EXCERTO PARA LEITURA »
O Costa, em entrevista recente dada ao Expresso, foi claro: “o país não pode estar refém das carreiras especiais da função pública”. E o PS, tempo antes, já dera a conhecer o seu programa eleitoral para as próximas eleições de 6 de Outubro, não deixando margem para dúvidas em relação às carreiras da administração pública, já que estas “custam todos os anos 200 milhões de euros e, deste valor, quase dois terços é gasto em carreiras especiais em que o tempo conta no processo de progressão” e “uma realidade que cobre cerca de um terço dos trabalhadores do Estado”, então há que desfazer o “desequilíbrio” e “limitar a política salarial na próxima década”, estabelecendo “uma política de incentivos na administração pública que premeie a excelência e o cumprimento de objetivos pré-definidos”. Só que a “excelência” e o “cumprimento de objetivos” serão sempre definidos pelas chefias.

MATERIAL RECOLHIDO »
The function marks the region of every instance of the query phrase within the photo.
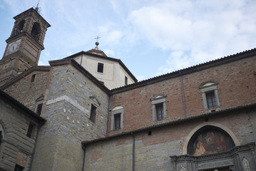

O QUE FAZER »
A: Transcreva o trecho do excerto sobre as carreiras da função pública entre "O Costa, em" e "definidos pelas chefias.", inclusive, e troque "chefias" por "direções".
B: Segundo o programa eleitoral do PS citado no excerto sobre as carreiras da função pública, quanto custam por ano as carreiras da administração pública?

RESPOSTAS ESCRITAS »
A:
O Costa, em entrevista recente dada ao Expresso, foi claro: “o país não pode estar refém das carreiras especiais da função pública”. E o PS, tempo antes, já dera a conhecer o seu programa eleitoral para as próximas eleições de 6 de Outubro, não deixando margem para dúvidas em relação às carreiras da administração pública, já que estas “custam todos os anos 200 milhões de euros e, deste valor, quase dois terços é gasto em carreiras especiais em que o tempo conta no processo de progressão” e “uma realidade que cobre cerca de um terço dos trabalhadores do Estado”, então há que desfazer o “desequilíbrio” e “limitar a política salarial na próxima década”, estabelecendo “uma política de incentivos na administração pública que premeie a excelência e o cumprimento de objetivos pré-definidos”. Só que a “excelência” e o “cumprimento de objetivos” serão sempre definidos pelas direções.

B: Custam 200 milhões de euros todos os anos.